• AIM OF THE EXERCISE
Return the entries in full, exactly as they were written.

• DATA IN THIS EXERCISE
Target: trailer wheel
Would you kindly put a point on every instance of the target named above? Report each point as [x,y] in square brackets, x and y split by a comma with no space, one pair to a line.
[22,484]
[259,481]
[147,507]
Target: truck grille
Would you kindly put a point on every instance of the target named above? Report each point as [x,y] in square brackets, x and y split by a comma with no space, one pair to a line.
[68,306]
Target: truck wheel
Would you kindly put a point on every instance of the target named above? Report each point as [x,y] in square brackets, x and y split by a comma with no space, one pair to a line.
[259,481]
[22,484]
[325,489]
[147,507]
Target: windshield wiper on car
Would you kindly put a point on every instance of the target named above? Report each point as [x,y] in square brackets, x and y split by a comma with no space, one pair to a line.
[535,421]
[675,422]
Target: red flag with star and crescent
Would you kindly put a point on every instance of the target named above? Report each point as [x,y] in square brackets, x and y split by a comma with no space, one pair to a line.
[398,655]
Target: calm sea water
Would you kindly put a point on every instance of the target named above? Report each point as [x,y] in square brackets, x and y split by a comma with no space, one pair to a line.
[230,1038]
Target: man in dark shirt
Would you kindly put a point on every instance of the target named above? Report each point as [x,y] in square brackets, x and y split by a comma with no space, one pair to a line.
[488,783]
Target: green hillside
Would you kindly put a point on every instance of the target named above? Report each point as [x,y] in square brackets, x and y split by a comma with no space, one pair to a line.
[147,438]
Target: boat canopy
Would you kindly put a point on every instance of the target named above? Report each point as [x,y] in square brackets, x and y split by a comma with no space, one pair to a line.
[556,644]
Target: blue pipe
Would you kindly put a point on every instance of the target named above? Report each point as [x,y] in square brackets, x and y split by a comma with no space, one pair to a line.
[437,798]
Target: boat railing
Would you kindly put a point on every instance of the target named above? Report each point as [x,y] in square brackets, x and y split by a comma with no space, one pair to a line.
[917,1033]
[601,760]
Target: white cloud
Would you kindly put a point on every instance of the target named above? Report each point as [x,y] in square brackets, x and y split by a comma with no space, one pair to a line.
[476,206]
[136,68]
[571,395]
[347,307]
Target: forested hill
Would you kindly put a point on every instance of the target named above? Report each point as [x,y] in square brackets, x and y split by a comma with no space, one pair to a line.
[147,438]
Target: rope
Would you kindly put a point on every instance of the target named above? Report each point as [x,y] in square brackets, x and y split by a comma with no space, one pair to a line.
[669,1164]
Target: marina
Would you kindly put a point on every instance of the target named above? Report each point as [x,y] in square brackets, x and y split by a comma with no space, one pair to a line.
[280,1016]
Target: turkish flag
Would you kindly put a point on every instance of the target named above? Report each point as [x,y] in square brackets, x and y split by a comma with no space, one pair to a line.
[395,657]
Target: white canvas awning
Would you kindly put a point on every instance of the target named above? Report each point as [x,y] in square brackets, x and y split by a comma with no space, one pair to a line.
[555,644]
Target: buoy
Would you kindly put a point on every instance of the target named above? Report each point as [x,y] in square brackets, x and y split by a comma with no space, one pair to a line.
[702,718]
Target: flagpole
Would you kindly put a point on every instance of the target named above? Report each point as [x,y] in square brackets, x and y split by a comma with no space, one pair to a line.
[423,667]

• SOLUTION
Target: trailer wheel
Would you kindly put a point on every instance of the target named above? Report each point as [x,y] in square brackets, x and y split by a comma with no space, one pair to a line.
[22,484]
[259,481]
[147,507]
Target: truck grille
Would you kindly put a point on every instance of the target named above? Report each point as [x,y] in square brackets, x and y split by a comma with no space, one pair to a line.
[68,306]
Target: truck wheel
Would you kindly put a point on every instance of the target named above? Report each point as [x,y] in square brackets, x and y split by a comma with no space, one pair to a line.
[259,481]
[22,484]
[325,489]
[147,507]
Target: windshield wiper on car
Would you kindly put a point on every instance of the target named above? Report each point as [x,y] in square brackets, x and y split by a comma with no space, one pair to a line.
[535,421]
[675,422]
Target: red flag with star and crescent
Would you kindly put a point on every instance of the target named above? Report each point as [x,y] in square brackets, x and y split by a comma with no space, one pair to a line.
[398,655]
Target: calm sea water
Would you kindly put a point on every instance of the target named above? Report each point as [x,y] in square brackets, x and y split by a comma with no space, one pair to a line.
[230,1038]
Target: man in dark shirt
Would you kindly put a point on every instance of the target named above? Report each point as [x,y] in square brackets, x and y split by a comma with no space, one pair to a line.
[488,783]
Target: green hillside
Would you kindly put a point on every instance of the target named above? Report each point as [x,y] in square brackets, x and y split by a comma with no space, one pair to a line.
[147,438]
Target: boat canopy
Would you kindly put a point on every instance of the target named above? Report each point as [x,y] in square brackets, x and y split by a comma with no space, one pair to a line.
[556,644]
Target: blue pipe
Would you kindly put a point on every instance of the target named above? Report each point as [x,y] in square brackets, x and y split by a comma with no space, one pair to a line.
[437,798]
Target: boat railing
Would you kindly put a point on every instance of the target named above? Report each point as [x,y] in square brackets, x and y split by a comma with no space, one pair to a line.
[917,1033]
[601,760]
Target: white cloud
Would you kindly put a point on every instance of the target named above? Report each point as [x,y] in square brackets, x and y split by a comma with no space, one pair to a line.
[476,206]
[136,68]
[571,395]
[347,307]
Target: forested hill
Would you kindly put a point on every instance of the target named above? Report each point as [x,y] in square brackets, x and y split by a comma with no space, one pair to a line.
[147,438]
Target: rope
Would you kindly put a point on every instance of the target named above? Report each point as [x,y] in square brackets, x and y split by a comma with no space, one pair to a line.
[669,1164]
Target: marina
Would you kindly put a point on every instance of the target named above? Report each point as [x,y] in square brackets, x and y split by a comma with no space, one pair to a line.
[280,1016]
Target: turkish flag
Would you kindly put a point on every instance of the target named above? Report each point as [x,y] in square brackets, x and y split by a comma with no space, one pair to a line.
[395,657]
Target: white canvas awning
Would you kindly put a point on every instance of the target named above? Report each point as [x,y] in square brackets, x and y split by a comma with no space, one pair to a line.
[555,644]
Target: buoy
Would you kindly put a point on every instance of the target named above? Report each point as [x,y] in square brackets, x and y split by a comma with no space, one pair to a line.
[702,718]
Target: flagpole
Would you kindly put a point on every instance of the target named above? Report each point as [x,y] in square brackets, x and y split by a comma with no space, one pair to a line.
[423,667]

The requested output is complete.